ENTRIES SUPPLIED:
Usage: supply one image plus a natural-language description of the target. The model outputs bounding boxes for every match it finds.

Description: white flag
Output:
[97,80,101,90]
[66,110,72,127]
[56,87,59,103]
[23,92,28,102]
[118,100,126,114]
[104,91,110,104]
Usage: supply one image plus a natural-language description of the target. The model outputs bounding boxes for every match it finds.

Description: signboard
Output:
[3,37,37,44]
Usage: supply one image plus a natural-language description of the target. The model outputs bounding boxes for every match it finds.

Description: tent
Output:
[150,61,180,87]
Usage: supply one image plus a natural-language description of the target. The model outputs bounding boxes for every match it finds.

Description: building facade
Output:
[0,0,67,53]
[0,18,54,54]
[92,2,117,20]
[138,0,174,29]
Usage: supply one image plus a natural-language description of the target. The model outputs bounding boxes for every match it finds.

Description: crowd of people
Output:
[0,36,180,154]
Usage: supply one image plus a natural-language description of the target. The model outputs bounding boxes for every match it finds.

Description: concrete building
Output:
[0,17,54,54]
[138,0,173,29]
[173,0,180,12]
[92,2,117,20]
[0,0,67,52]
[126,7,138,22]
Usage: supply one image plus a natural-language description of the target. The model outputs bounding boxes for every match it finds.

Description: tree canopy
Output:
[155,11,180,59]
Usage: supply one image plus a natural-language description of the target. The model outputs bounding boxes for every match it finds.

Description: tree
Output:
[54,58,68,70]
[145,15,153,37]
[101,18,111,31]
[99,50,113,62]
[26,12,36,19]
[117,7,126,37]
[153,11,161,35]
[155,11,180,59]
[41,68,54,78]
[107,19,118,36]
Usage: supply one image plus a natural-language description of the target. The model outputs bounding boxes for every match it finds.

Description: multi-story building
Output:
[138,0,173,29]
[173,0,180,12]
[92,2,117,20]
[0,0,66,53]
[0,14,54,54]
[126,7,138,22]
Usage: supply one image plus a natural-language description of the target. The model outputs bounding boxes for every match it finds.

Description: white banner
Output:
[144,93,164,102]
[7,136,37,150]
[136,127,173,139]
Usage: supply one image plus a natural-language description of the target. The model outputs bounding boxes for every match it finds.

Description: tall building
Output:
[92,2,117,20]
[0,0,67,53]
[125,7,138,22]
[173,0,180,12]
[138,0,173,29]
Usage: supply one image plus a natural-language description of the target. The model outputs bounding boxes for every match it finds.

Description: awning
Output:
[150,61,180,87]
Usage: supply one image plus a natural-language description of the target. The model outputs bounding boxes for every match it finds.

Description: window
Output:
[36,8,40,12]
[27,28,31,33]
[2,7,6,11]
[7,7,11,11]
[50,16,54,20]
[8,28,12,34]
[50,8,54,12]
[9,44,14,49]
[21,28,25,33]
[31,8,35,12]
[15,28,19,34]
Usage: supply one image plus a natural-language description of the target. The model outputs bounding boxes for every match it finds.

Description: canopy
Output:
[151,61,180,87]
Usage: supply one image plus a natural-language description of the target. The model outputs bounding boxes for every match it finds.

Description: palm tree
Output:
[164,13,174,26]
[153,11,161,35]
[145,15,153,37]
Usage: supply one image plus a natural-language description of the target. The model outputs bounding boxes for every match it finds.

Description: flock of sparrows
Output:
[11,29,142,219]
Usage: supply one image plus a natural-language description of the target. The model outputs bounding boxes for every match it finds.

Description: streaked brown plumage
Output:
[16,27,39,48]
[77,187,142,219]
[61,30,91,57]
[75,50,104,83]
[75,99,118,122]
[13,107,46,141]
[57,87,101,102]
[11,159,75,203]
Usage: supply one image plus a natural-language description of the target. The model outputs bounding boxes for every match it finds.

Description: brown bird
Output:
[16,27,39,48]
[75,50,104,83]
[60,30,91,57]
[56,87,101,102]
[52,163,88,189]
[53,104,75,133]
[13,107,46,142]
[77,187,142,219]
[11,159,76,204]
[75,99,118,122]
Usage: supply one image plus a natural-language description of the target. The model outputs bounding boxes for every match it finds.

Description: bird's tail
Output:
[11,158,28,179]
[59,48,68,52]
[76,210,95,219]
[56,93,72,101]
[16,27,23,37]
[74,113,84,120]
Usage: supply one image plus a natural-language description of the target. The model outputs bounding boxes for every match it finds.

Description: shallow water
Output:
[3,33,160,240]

YOUR OBJECTIVE: State how many lines of the material contain the string "canopy", matching case exactly, and give only the number.

FULL SOLUTION: 2